- SCHRIFTLICHE ANWEISUNG
Sammle aus den folgenden Einträgen jede Zeile, in der die Zeichenfolge „shed“ vorkommt. Groß- und Kleinschreibung zählen dabei.

————————

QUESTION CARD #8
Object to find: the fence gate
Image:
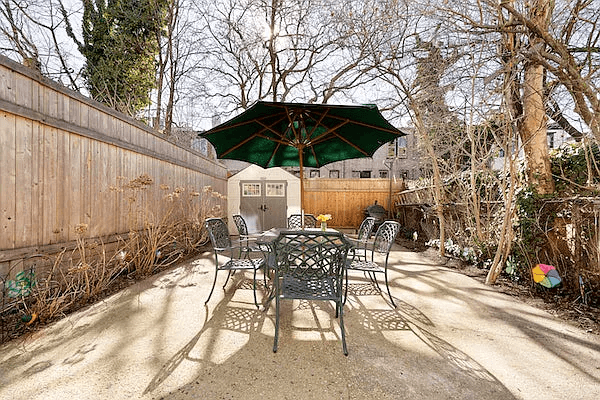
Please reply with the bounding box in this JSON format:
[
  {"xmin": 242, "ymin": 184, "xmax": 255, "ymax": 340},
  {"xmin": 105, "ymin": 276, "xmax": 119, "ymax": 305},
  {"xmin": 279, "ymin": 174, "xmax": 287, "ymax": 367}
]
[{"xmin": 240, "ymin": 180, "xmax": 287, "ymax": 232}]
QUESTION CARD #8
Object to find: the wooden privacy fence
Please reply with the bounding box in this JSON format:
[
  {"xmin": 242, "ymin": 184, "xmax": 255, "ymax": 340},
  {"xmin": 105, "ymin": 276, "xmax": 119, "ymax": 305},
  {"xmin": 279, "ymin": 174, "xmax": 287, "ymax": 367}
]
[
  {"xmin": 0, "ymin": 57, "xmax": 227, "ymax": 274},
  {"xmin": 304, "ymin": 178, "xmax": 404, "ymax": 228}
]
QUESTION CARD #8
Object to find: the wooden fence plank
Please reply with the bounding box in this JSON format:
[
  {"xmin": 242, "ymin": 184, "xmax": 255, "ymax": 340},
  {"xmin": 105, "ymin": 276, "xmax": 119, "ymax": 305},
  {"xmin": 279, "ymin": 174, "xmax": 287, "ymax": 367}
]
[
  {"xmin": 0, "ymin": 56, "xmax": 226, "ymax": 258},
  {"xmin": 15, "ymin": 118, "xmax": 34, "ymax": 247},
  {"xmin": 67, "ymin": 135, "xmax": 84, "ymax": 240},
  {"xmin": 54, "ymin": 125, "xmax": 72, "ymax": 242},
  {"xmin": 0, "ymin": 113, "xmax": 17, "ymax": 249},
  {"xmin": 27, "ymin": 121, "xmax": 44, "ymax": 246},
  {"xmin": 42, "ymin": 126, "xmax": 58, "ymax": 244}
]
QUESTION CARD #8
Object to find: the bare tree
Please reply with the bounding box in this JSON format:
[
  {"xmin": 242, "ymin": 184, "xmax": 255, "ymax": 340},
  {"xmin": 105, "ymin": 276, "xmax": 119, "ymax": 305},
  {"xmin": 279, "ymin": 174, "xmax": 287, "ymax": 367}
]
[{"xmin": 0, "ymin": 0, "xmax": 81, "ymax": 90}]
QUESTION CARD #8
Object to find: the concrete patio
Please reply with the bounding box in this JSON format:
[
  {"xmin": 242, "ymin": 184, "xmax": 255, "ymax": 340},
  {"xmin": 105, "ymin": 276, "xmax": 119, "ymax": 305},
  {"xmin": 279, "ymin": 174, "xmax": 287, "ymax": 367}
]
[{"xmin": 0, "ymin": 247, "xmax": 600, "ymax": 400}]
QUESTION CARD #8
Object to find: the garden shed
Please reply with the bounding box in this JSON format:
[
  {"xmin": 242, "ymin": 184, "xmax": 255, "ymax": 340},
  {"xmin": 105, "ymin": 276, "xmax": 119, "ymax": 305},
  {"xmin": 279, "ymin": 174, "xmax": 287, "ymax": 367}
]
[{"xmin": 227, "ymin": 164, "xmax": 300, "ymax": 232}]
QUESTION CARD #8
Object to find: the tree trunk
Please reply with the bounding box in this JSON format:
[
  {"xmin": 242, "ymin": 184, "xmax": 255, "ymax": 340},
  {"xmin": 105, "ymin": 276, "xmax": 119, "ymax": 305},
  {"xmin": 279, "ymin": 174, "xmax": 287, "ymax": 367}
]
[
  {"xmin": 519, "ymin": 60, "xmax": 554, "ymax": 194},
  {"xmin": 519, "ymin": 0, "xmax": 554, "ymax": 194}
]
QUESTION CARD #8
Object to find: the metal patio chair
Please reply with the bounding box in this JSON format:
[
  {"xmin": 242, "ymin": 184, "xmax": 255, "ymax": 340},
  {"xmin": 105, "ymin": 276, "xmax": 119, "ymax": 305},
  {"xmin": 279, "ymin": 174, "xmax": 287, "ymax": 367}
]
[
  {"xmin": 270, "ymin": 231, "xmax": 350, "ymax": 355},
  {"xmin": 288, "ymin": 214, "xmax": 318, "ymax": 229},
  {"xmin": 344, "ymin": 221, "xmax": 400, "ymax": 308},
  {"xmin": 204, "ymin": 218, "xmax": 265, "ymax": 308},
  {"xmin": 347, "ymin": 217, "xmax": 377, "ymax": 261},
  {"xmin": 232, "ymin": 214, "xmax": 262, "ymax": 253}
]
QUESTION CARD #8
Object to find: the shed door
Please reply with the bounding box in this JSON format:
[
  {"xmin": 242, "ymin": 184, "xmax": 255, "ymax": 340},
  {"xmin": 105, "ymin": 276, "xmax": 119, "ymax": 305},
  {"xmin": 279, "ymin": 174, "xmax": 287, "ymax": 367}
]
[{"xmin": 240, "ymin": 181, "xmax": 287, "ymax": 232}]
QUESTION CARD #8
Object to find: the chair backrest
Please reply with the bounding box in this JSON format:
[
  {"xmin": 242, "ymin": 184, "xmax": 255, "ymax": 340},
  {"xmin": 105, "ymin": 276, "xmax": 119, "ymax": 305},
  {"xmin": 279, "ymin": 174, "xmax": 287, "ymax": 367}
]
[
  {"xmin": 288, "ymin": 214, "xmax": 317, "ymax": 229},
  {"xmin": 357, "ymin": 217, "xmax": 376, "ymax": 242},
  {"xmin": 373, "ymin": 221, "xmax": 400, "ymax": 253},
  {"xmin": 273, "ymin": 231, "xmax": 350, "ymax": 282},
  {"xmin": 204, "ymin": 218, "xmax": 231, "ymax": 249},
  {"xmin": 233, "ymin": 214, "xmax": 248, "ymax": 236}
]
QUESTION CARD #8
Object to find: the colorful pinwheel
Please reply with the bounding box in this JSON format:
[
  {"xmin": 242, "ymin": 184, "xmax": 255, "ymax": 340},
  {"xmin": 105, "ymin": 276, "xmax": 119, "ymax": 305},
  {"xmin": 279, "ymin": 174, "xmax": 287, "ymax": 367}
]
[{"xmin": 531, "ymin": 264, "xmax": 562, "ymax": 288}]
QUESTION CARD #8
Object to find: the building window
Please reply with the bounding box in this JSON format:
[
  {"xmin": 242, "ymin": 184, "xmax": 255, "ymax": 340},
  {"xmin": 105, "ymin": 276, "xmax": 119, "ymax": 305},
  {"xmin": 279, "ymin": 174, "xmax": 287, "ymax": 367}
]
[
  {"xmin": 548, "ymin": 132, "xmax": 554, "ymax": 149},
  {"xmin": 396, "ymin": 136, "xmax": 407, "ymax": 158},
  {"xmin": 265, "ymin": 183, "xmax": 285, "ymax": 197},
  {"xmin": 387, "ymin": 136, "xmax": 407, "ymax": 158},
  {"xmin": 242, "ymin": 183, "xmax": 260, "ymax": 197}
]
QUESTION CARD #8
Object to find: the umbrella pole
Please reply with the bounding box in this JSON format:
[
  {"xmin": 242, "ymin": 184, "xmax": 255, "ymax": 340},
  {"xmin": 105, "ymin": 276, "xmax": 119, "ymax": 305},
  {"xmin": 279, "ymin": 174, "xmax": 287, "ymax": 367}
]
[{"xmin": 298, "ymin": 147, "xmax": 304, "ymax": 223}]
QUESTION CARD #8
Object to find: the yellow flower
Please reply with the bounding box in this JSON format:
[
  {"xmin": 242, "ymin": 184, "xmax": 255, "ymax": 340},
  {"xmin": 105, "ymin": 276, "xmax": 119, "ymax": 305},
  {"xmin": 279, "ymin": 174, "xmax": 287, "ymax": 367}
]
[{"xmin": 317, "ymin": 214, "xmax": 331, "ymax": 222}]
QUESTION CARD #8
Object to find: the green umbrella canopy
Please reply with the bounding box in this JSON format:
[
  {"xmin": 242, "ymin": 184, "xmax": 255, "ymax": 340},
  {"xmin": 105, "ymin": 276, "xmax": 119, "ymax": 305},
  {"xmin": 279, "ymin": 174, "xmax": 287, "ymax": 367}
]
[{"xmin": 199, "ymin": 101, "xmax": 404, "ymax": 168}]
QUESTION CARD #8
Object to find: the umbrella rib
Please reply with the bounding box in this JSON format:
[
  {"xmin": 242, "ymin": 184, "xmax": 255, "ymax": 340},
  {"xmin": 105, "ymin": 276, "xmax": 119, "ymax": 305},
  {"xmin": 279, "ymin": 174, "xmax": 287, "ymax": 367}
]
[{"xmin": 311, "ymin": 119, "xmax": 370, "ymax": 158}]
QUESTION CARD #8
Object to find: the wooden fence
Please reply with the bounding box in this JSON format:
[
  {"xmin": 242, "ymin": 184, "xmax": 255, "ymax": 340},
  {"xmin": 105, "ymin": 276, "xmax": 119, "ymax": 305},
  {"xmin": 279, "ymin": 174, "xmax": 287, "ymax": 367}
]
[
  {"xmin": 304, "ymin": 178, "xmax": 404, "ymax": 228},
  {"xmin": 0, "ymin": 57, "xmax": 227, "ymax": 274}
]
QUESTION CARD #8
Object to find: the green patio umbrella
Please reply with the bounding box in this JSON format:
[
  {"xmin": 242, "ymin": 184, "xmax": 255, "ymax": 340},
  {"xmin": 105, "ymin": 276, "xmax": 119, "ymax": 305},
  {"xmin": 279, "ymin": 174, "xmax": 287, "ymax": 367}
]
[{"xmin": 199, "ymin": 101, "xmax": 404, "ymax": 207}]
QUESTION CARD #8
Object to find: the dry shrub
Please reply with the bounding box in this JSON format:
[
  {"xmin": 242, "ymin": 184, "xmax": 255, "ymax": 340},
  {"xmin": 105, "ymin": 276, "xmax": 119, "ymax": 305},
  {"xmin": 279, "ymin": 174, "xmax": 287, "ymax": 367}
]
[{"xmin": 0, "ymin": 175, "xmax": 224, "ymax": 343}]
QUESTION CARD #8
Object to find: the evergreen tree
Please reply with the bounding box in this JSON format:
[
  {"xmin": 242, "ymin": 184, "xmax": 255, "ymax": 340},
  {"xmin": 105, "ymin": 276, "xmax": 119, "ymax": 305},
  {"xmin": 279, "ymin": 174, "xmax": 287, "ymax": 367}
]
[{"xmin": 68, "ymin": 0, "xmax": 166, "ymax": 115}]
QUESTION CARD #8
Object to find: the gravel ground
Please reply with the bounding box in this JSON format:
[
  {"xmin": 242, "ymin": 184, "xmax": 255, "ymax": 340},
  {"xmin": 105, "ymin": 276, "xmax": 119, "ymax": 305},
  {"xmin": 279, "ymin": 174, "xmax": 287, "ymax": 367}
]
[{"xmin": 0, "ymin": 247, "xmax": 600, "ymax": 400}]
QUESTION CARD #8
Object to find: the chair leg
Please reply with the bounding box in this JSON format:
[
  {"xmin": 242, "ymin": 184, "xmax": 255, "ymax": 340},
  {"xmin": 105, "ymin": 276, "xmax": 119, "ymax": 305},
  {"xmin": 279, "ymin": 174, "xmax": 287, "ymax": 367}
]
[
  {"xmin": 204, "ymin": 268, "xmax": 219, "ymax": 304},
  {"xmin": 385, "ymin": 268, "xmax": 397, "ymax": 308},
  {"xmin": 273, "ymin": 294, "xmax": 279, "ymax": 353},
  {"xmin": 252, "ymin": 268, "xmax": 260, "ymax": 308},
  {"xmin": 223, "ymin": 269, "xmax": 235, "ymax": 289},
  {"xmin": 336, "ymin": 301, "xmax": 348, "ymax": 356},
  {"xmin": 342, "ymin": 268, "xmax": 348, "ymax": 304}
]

————————

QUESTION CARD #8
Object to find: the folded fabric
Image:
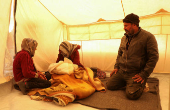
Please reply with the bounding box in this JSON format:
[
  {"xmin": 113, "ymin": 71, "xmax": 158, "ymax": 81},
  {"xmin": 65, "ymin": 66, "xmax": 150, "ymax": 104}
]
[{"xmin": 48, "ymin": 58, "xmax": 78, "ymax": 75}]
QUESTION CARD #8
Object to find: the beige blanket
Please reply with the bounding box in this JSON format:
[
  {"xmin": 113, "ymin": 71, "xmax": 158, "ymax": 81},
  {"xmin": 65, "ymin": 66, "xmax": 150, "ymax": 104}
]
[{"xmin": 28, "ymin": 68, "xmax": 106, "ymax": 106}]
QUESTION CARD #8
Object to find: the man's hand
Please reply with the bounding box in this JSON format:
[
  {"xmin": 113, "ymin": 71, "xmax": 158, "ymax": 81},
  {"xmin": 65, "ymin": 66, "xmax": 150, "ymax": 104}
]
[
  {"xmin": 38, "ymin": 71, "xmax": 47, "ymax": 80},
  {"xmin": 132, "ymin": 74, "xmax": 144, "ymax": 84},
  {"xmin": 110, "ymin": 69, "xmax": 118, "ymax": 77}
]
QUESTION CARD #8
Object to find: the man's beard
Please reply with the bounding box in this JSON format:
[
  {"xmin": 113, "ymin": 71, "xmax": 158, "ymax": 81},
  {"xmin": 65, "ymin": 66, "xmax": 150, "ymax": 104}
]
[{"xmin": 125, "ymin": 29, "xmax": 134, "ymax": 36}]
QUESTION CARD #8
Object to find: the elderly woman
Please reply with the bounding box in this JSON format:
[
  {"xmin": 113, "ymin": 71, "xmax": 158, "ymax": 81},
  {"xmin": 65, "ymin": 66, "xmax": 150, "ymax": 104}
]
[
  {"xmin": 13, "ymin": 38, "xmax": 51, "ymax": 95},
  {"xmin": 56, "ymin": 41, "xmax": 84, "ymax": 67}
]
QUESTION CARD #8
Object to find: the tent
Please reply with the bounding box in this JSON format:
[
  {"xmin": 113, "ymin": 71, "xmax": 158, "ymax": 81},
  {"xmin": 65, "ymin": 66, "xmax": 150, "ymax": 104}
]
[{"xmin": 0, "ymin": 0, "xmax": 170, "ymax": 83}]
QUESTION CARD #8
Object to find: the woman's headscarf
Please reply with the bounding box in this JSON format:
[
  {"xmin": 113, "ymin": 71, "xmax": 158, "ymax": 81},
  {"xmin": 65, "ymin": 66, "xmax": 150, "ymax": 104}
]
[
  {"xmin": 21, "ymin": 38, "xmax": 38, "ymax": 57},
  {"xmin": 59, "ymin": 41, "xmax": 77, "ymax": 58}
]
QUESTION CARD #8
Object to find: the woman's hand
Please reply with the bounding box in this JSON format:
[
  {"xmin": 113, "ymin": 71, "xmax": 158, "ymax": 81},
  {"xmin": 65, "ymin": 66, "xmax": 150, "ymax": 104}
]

————————

- RICHTIGES ERGEBNIS
Object to find: the garden shed
Object to find: the shed door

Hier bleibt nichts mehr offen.